Stored items »
---

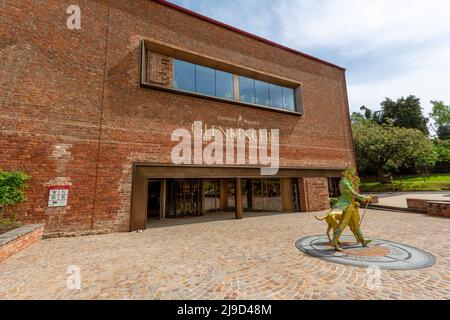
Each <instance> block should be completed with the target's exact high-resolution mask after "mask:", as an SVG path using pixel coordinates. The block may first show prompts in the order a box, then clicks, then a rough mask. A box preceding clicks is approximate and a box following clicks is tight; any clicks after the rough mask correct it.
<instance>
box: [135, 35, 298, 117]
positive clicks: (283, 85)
mask: <svg viewBox="0 0 450 320" xmlns="http://www.w3.org/2000/svg"><path fill="white" fill-rule="evenodd" d="M145 42H146V41H144V40H141V64H140V69H139V72H140V86H141V87H144V88H150V89H156V90H161V91H166V92H171V93H176V94H183V95H188V96H192V97H199V98H204V99H208V100H214V101H218V102H224V103H228V104H230V103H231V104H235V105H241V106H247V107H254V108H258V109H262V110H268V111H275V112H279V113H284V114H289V115H295V116H302V115H303V114H304V103H303V83H301V82H294V81H291V83H290V84H289V85H284V84H279V83H277V82H276V81H273V80H274V79H276V78H275V76H272V75H266V74H263V73H261V74H260V73H256V74H257V76H256V77H255V76H254V74H255V71H250V70H248V74H246V72H247V71H245V70H244V69H243V68H241V67H239V66H236V67H235V68H239V69H242V70H243V71H245V72H234V71H230V70H227V69H231V66H230V67H229V66H228V65H227V66H226V67H227V68H216V67H212V66H211V65H212V64H211V63H210V62H208V63H205V64H202V63H198V62H196V61H194V60H197V59H205V60H206V59H208V58H203V57H201V56H197V55H196V56H193V57H191V58H192V60H191V59H188V58H184V57H183V58H179V57H178V56H177V55H176V54H175V55H170V57H171V58H172V64H174V60H175V59H176V60H181V61H185V62H188V63H192V64H194V65H200V66H203V67H208V68H211V69H214V70H216V71H217V70H218V71H222V72H226V73H229V74H231V75H232V79H233V98H231V99H228V98H224V97H219V96H210V95H206V94H202V93H198V92H192V91H187V90H183V89H178V88H174V87H173V83H172V86H170V87H169V86H165V85H161V84H157V83H150V82H147V61H148V52H149V51H148V49H147V47H146V43H145ZM150 45H151V44H150ZM152 51H154V50H152ZM155 52H158V51H155ZM194 58H195V59H194ZM202 61H203V60H202ZM218 64H219V63H218ZM222 64H223V63H222ZM214 65H215V64H214ZM172 69H173V70H172V76H173V75H174V72H175V68H174V67H173V68H172ZM196 69H197V68H196ZM233 69H234V68H233ZM250 73H251V74H252V75H253V76H251V75H249V74H250ZM215 74H217V72H215ZM196 76H197V75H195V77H196ZM239 76H243V77H246V78H249V79H252V80H253V83H254V86H255V81H256V80H257V81H262V82H266V83H268V84H269V85H270V84H274V85H278V86H280V87H282V88H287V89H292V90H293V93H294V110H293V111H292V110H287V109H285V108H284V105H283V108H277V107H271V106H266V105H263V104H256V103H249V102H245V101H241V100H240V99H237V98H238V97H239V98H240V93H239ZM264 77H270V78H271V79H273V80H270V81H266V80H264ZM280 79H281V80H280V82H283V83H289V82H288V81H289V80H288V79H282V78H280ZM215 81H217V79H215ZM254 89H256V88H254ZM282 91H283V90H282ZM215 92H217V90H215ZM282 97H283V95H282ZM255 101H256V92H255ZM269 101H270V89H269ZM283 101H284V97H283Z"/></svg>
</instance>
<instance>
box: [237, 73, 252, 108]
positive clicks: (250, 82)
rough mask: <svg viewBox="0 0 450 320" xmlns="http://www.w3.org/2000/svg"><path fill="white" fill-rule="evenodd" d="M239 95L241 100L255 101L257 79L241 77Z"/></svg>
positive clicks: (239, 83) (249, 101)
mask: <svg viewBox="0 0 450 320" xmlns="http://www.w3.org/2000/svg"><path fill="white" fill-rule="evenodd" d="M239 95H240V100H241V101H244V102H249V103H255V80H253V79H250V78H246V77H239Z"/></svg>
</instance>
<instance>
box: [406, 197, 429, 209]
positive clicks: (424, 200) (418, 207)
mask: <svg viewBox="0 0 450 320" xmlns="http://www.w3.org/2000/svg"><path fill="white" fill-rule="evenodd" d="M428 201H430V200H426V199H406V205H407V207H408V208H410V209H418V210H422V211H423V212H426V211H427V207H428V205H427V202H428Z"/></svg>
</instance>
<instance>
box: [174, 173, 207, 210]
mask: <svg viewBox="0 0 450 320" xmlns="http://www.w3.org/2000/svg"><path fill="white" fill-rule="evenodd" d="M201 184H202V183H201V179H170V180H168V197H169V199H168V200H169V201H168V202H169V210H168V214H167V217H169V218H176V217H183V216H200V215H202V195H201V190H202V188H201Z"/></svg>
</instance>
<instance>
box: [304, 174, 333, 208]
mask: <svg viewBox="0 0 450 320" xmlns="http://www.w3.org/2000/svg"><path fill="white" fill-rule="evenodd" d="M299 190H300V210H301V211H321V210H327V209H330V201H329V198H328V197H329V194H328V180H327V178H323V177H317V178H299Z"/></svg>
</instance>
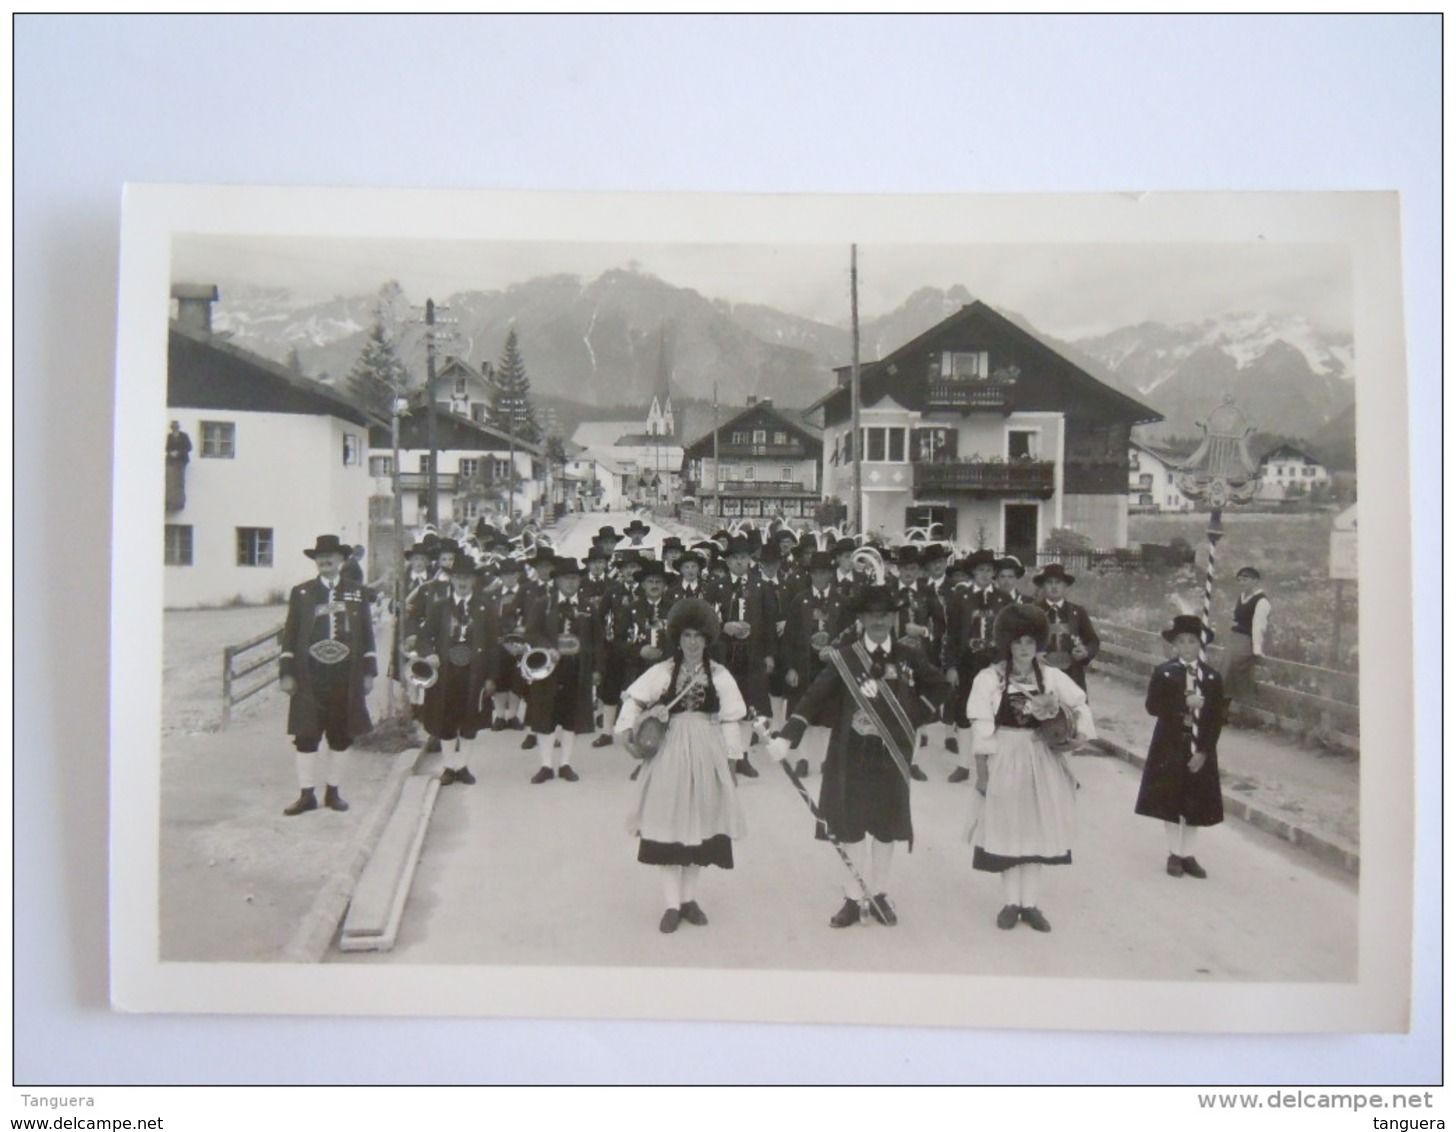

---

To-do item »
Turn everything from the start of the rows through the line with "positive clicks: (283, 85)" into a numbered list, omitting blank lines and the pictures.

Output below »
1. Each <instance> block should be completed with the target's exact high-resolution mask after "mask:", as an SVG path using pixel coordinates. The block may first show prompts in the order a box, then clicks, then a rough mask. A box preceding clicks is approximate and a box following clicks is tight; any clicks after the rough mask correct it.
2. <instance>
3. box: [135, 35, 298, 117]
4. positive clicks: (283, 85)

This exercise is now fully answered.